> [ZU ERLEDIGEN]
Kopiere aus den Einträgen unten alles von der Zeile mit „Hello! I'd appreciate your help detecting the tree“ bis hinunter zum Ende der Einträge, beide Grenzen eingeschlossen, Zeichen für Zeichen.

> [GESPEICHERTE EINTRÄGE]

·····

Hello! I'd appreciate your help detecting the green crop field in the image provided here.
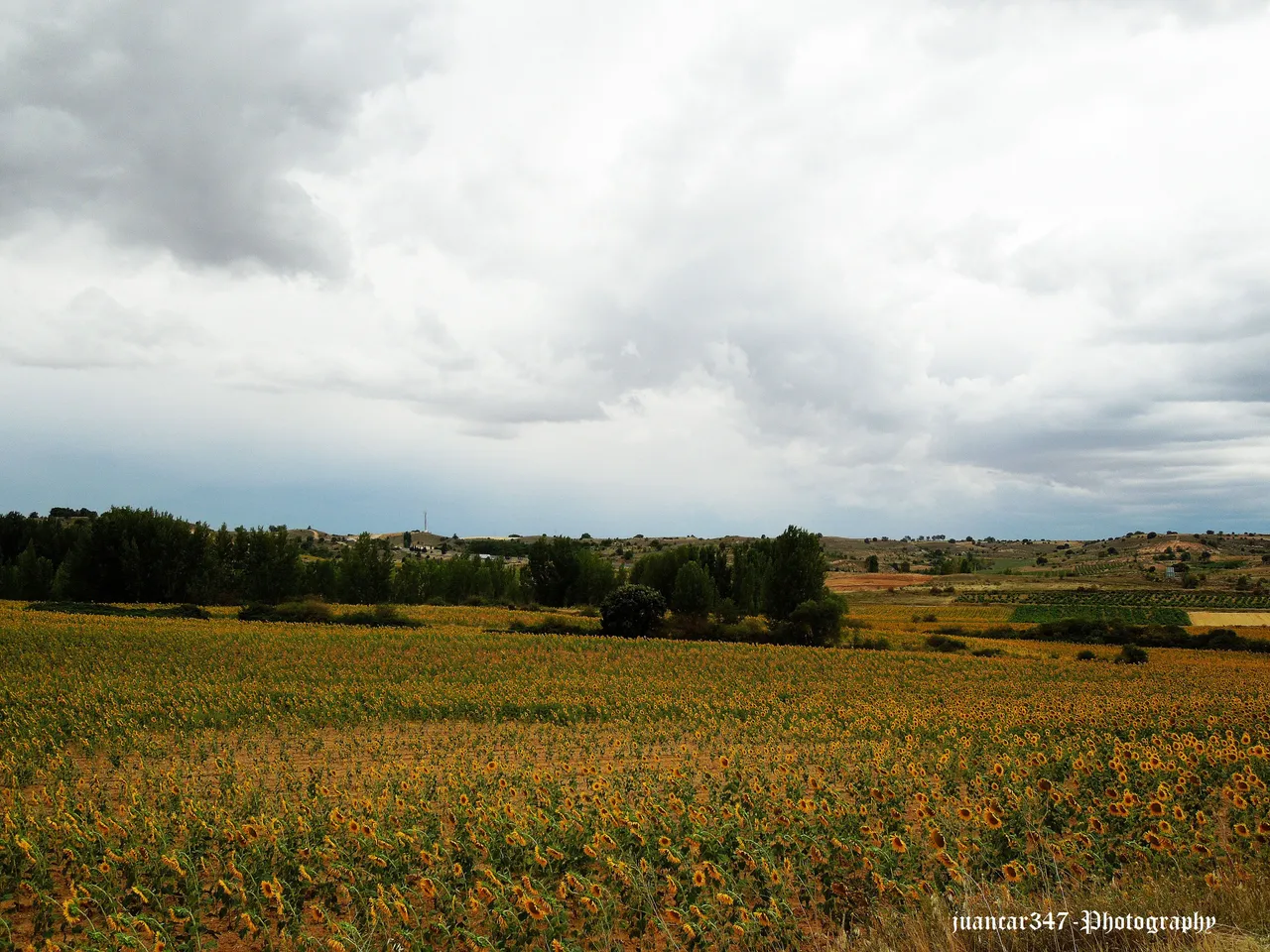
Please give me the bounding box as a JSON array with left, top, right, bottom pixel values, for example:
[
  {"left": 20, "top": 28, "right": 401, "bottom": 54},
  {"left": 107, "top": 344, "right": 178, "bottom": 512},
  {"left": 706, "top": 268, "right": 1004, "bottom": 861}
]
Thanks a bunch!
[{"left": 1010, "top": 604, "right": 1190, "bottom": 625}]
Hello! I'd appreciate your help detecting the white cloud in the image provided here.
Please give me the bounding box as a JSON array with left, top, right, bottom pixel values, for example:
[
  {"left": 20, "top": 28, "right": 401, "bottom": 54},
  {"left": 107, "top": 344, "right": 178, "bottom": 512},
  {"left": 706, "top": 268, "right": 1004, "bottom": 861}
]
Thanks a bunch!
[{"left": 0, "top": 0, "right": 1270, "bottom": 535}]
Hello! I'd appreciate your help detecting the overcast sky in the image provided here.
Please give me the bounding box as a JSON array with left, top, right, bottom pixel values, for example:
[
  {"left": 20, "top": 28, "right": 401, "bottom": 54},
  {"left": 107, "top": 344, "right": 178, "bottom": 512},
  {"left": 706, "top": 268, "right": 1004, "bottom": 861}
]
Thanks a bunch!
[{"left": 0, "top": 0, "right": 1270, "bottom": 536}]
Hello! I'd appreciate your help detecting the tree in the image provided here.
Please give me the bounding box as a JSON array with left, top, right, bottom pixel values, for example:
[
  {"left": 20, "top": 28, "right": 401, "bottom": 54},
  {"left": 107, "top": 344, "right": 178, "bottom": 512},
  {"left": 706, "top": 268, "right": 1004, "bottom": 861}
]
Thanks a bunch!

·····

> [LÖSUNG]
Hello! I'd appreciate your help detecting the tree in the image provided here.
Please give me the bounding box as a JSON array with left, top, right, bottom pixel values, for example:
[
  {"left": 20, "top": 28, "right": 401, "bottom": 54},
  {"left": 107, "top": 344, "right": 178, "bottom": 512},
  {"left": 706, "top": 268, "right": 1004, "bottom": 861}
]
Thanks a bunch!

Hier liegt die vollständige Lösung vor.